(Excerpts from a dataset on pointing to objects)

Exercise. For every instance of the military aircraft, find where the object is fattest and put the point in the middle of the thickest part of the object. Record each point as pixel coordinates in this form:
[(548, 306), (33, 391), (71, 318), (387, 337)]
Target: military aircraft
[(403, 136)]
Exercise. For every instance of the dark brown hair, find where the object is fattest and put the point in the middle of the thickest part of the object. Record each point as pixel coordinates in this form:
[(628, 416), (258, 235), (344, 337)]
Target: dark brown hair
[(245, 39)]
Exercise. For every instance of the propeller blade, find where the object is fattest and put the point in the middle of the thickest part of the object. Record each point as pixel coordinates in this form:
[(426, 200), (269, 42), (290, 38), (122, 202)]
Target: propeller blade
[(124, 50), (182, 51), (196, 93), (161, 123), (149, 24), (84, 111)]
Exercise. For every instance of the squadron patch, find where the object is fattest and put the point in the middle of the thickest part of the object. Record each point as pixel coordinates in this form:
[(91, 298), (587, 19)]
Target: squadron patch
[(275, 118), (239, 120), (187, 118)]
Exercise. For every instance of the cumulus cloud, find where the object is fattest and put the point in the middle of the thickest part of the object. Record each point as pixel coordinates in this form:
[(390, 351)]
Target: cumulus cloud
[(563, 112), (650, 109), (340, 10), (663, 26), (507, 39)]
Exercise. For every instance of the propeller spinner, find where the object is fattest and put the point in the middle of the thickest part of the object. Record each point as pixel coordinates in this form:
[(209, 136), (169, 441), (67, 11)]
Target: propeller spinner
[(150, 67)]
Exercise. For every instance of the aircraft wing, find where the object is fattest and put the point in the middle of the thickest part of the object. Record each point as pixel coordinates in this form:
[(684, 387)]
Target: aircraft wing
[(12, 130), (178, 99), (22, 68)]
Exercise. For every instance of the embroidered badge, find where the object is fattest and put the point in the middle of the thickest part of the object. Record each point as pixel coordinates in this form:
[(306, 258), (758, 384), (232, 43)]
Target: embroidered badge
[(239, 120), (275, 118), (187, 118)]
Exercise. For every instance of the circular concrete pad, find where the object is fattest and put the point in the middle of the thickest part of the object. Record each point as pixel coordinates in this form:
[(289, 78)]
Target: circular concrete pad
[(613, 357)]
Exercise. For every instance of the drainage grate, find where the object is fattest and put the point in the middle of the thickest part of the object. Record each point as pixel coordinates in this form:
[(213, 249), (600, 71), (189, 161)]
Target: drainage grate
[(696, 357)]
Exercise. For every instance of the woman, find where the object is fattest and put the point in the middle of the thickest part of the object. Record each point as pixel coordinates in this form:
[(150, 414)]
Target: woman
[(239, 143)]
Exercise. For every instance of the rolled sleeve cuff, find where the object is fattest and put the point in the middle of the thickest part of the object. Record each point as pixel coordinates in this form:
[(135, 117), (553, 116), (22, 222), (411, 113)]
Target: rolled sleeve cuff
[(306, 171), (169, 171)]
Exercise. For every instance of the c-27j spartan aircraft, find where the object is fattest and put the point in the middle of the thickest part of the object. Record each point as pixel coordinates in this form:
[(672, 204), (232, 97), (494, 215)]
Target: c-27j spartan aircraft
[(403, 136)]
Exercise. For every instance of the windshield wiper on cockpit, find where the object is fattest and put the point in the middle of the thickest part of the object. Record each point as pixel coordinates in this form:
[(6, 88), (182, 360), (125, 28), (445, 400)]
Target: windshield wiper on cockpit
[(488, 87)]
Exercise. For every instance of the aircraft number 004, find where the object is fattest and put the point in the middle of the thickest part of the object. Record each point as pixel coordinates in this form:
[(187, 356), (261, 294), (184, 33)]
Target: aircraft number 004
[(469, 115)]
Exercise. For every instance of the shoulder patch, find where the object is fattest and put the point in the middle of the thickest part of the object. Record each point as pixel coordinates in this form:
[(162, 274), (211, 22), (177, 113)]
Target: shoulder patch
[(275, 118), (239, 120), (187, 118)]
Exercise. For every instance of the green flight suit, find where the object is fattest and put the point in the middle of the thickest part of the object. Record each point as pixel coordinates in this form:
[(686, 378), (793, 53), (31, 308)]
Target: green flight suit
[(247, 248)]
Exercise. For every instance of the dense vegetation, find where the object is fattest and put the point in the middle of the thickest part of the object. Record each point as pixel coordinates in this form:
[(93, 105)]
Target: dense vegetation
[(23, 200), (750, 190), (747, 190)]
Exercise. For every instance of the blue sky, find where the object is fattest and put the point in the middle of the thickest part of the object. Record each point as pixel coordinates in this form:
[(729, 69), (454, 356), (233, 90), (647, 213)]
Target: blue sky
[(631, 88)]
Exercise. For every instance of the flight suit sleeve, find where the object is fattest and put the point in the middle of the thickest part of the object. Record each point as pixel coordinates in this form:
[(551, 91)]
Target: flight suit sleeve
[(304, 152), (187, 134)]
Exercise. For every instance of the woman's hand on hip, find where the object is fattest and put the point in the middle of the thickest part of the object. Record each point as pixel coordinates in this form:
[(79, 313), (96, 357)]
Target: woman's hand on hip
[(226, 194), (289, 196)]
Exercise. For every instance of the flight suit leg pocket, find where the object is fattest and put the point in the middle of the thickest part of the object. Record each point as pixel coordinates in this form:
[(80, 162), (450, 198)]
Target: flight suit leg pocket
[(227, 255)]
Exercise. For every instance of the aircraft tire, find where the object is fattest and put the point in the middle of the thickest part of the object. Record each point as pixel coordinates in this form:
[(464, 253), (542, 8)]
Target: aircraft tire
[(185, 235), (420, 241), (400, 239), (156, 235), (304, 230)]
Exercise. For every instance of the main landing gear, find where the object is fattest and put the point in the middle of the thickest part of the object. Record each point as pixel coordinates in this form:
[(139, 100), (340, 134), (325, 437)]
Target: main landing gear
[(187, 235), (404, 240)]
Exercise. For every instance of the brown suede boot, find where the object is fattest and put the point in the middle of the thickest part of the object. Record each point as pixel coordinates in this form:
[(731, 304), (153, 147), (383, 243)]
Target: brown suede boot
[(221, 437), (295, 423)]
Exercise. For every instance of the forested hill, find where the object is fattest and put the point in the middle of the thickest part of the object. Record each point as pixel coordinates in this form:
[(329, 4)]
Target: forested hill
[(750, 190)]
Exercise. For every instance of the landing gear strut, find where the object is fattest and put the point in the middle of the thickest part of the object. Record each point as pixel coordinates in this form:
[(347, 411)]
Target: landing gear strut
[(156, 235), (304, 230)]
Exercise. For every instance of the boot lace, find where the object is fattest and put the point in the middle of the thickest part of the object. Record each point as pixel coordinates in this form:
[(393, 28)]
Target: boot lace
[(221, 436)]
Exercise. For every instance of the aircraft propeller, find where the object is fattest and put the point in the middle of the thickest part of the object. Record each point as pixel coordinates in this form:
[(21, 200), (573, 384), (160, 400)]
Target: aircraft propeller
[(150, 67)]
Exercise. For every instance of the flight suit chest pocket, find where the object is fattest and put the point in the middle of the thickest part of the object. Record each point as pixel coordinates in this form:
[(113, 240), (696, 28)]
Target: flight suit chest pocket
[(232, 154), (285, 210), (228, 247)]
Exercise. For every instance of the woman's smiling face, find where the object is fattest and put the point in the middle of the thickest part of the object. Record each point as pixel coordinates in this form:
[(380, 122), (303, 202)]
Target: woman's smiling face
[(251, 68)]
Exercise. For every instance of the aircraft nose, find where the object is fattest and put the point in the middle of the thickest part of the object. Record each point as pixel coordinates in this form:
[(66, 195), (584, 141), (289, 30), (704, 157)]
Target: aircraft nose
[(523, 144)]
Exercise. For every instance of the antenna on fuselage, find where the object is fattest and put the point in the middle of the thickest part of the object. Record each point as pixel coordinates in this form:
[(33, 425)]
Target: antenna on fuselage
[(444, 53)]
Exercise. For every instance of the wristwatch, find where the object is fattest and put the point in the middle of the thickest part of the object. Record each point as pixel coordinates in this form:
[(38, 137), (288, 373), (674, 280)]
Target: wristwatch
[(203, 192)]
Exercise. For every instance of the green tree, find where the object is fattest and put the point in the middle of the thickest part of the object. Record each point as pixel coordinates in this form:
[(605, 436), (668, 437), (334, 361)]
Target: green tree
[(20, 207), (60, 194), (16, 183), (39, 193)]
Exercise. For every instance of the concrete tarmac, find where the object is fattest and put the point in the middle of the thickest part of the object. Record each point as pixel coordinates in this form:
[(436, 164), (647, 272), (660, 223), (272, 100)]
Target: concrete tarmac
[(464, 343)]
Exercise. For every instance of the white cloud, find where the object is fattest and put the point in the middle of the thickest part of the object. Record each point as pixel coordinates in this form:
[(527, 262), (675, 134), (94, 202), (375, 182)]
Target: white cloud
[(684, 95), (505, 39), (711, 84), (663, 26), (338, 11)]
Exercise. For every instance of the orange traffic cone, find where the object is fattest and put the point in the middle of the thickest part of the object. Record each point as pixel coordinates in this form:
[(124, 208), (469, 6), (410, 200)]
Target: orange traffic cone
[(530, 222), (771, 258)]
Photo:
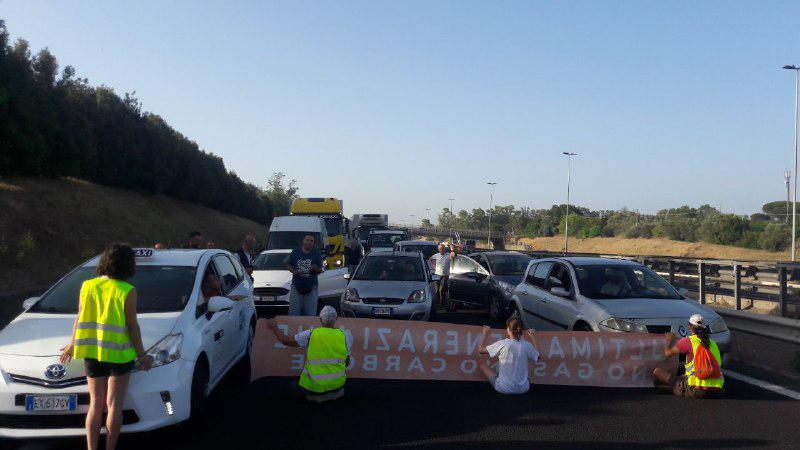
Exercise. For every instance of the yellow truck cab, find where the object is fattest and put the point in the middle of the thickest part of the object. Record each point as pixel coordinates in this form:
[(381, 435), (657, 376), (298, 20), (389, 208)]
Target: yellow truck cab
[(330, 210)]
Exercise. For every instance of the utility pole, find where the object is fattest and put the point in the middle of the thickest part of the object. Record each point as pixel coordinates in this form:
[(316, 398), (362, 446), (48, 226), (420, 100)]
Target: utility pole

SHORT TASK:
Copy the lines above verbatim, starting at the line that contains "Exercise. For every instance of the landing" and ending at the line that contains "[(156, 235), (304, 230)]".

EXERCISE SOLUTION:
Exercise. For every instance of the landing gear strut, find where the object is fattest and put the point in the middle of the thickest part of the object. Record each point as pixel coordinates in this form:
[(347, 411)]
Target: landing gear strut
[(156, 235), (304, 230)]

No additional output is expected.